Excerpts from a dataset
BEGIN

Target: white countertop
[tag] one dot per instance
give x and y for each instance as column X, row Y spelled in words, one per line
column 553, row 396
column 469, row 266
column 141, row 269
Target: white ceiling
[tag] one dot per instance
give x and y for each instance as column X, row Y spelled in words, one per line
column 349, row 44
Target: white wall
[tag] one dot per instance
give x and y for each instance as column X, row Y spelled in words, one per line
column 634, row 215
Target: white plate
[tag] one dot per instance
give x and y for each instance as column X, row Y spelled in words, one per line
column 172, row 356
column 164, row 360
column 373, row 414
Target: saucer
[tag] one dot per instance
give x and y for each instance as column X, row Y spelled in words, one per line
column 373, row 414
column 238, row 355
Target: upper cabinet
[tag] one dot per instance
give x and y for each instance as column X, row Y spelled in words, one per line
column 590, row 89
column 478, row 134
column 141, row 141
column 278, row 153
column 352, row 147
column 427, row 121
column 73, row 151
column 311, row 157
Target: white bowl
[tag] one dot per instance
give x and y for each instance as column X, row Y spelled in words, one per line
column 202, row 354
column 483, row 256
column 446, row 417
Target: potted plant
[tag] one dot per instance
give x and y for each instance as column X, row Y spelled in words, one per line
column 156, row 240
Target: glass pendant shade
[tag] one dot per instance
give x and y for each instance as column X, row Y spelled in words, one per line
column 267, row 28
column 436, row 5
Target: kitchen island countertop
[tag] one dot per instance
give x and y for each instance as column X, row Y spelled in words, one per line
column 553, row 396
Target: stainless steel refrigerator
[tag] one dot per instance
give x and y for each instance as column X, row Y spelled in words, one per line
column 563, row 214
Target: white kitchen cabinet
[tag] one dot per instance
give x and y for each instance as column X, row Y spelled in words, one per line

END

Look for "Target: white kitchen cabinet" in the records. Write out its line and every later line through the end exactly, with nothing more.

Target: white kitchen cabinet
[tag] one dot per instance
give x and y for each instance as column X, row Y spelled in words, one per line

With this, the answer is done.